Muhammad bin Idris As-Syafii (150-204 H./767-819 M.) atau yang akrab dengan Imam Syafii memiliki pengaruh dan kontribusi besar. Mazhabnya dianut oleh mayoritas penduduk beberapa negara berbasis muslim, termasuk Indonesia (Dedi Supriyadi dan Mustofa, 2009: 207-208). Disebut memiliki kontribusi besar karena sosoknya disebut sebagai peletak dasar metodologi hukum Islam atau dikenal dengan Bapak Ushul Fiqh.

Mazhab Syafii banyak dianut umat Islam, karena ijtihadnya memiliki kerangka berpikir yang moderat dan sangat hati-hati dalam memutuskan fatwa (A. Busyro Karim, 2013: xx). Imam Syafii tidak memihak kepada salah satu dua kutub pemikiran yang sedang berpolemik pada saat itu, yaitu kalangan rasionalis (ahl al-ra’yi) dan tekstualis (ahl al-naqli).

Namun, jika menggunakan konsep epistemologi Islam Muhammad ‘Abed Al Jabiri, ijtihad Imam Syafii termasuk ijtihad bayani atau tekstualis. Demikian penelusuran Damanhuri atas berbagai karya Imam Syafii, khususnya kitab Ar-Risalah yang menjadi karya monomentalnya dan merupakan kitab ilmu ushul fiqh yang pertama ditulis dalam sejarah.

Salah satu prinsip epistemologi bayani ialah analogi. Ijtihad Imam Syafii memang memfokuskan pada qiyas (deduksi analogi) dengan menitikberatkan pada teks. Karena keyakinannya pada otoritas teks, maka segala sesuatu diukur dengan teks, dan segala sesuatu di luar teks menjadi tidak benar seperti konsep istihsan dan maslahah mursalah.

DATA TERSEDIA =>
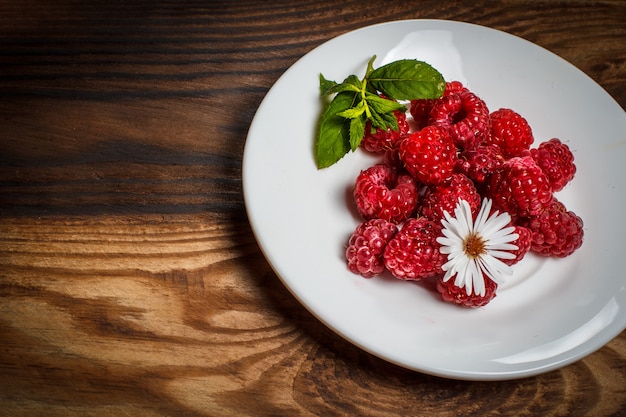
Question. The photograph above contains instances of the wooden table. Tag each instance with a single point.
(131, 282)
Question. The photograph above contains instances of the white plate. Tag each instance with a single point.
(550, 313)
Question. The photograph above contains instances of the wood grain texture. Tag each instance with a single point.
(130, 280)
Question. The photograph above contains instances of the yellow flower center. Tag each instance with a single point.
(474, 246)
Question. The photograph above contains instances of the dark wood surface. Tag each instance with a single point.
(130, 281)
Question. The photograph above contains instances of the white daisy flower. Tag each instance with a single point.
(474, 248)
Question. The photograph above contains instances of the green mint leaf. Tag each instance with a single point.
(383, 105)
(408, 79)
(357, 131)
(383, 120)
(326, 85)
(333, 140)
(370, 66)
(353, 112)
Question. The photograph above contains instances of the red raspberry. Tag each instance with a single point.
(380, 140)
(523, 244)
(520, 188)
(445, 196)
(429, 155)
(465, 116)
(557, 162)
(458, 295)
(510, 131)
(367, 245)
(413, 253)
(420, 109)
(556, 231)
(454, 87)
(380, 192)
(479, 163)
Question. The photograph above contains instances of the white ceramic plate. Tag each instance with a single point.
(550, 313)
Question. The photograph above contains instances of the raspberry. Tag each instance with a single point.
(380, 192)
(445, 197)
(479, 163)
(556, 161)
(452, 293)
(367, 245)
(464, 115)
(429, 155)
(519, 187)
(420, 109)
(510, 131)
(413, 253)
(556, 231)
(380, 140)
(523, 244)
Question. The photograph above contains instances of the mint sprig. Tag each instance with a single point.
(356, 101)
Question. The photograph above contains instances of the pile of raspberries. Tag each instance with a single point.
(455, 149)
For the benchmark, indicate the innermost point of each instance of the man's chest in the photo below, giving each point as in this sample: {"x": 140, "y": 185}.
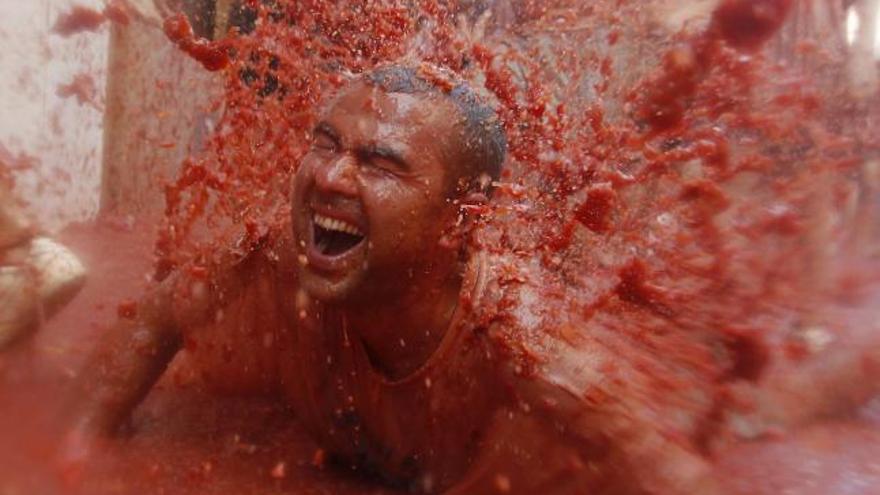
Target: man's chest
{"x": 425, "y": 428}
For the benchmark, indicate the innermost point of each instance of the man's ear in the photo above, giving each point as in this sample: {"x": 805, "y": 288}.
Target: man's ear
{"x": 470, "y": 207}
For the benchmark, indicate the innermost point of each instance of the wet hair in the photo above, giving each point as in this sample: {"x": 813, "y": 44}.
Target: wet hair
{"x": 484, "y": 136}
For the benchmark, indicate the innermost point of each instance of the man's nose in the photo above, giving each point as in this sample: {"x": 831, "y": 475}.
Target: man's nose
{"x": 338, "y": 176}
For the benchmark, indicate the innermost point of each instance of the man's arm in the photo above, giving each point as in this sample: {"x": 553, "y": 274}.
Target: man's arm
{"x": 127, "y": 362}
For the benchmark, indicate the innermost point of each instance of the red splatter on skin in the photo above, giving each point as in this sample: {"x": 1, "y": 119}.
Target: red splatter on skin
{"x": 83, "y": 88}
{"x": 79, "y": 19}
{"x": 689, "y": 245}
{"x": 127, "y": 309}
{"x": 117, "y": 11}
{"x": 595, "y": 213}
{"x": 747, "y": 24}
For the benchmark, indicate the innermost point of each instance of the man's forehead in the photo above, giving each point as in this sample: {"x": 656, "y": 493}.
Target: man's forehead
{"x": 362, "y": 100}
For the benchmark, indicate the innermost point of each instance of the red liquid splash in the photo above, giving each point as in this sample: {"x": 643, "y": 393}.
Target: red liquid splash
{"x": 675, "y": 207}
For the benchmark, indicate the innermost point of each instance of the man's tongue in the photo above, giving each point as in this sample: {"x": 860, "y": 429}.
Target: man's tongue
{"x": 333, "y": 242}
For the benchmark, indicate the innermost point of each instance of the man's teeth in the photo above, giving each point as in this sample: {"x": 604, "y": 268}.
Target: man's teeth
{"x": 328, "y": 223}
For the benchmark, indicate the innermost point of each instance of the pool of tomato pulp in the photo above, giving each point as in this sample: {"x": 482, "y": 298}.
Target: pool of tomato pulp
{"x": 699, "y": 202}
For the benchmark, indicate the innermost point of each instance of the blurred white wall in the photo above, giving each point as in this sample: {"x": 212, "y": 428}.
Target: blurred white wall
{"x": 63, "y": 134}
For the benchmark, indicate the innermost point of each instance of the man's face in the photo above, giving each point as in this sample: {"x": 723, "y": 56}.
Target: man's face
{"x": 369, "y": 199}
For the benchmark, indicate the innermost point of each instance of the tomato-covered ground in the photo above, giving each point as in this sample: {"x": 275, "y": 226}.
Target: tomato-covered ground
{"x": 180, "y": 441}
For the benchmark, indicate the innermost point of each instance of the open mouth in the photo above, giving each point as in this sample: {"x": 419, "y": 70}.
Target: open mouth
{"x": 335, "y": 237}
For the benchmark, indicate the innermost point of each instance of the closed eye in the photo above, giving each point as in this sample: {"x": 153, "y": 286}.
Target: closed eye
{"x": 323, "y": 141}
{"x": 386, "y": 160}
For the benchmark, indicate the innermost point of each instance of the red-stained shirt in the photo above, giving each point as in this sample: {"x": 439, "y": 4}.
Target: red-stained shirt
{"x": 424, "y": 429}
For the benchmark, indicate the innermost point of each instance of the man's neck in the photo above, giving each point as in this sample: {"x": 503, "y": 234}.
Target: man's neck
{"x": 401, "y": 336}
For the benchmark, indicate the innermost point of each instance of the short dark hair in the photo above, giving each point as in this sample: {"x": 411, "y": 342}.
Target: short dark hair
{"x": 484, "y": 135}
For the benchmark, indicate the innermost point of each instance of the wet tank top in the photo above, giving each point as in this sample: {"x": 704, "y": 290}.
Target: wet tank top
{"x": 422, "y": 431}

PETUNJUK A =>
Berdasarkan teks tentang Imam Syafii, jelaskan dalam satu sampai tiga kalimat mengapa mazhab Syafii banyak dianut umat Islam.
PETUNJUK B =>
Teruskan teks tentang ijtihad Imam Syafii setelah kalimat terakhirnya.
Catatan yang disertakan tidak diperlukan.

JAWABAN A =>
Mazhab Syafii banyak dianut umat Islam karena ijtihad Imam Syafii memiliki kerangka berpikir yang moderat dan sangat hati-hati dalam memutuskan fatwa.

JAWABAN B =>
Agar mujtahid tidak melenceng dari otoritas teks, Imam Syafii membatasi peran mujtahid sebatas sebagai mustadlil (seseorang yang memutukan hukum melalui indikasi teks) atau al-qais (penganalog), bukan sebagai mustahsin (orang yang menggunakan prinsip istihasan, yaitu prinsip yang mengedepankan rasio dalam menetapkan hukum) [hlm. 111-112]. Dengan demikian, kebenaran ijtihad Imam Syafii kebenaran tekstual (hlm. 163).

Al Qur’an referensi utama hukum Islam. Untuk memperoleh makna dan pesan teks, Imam Syafii mensyaratkan mujtahid harus menguasai teks Al Qur’an, yaitu menguasai bahasa kalam Ilahi yang notabene bahasa Arab (hlm. 79). Dengan demikian, tanpa penguasaan yang baik terhadap bahasa Arab dengan segala gramatikanya, maka jangan harap dapat memahami Al Qur’an dengan baik.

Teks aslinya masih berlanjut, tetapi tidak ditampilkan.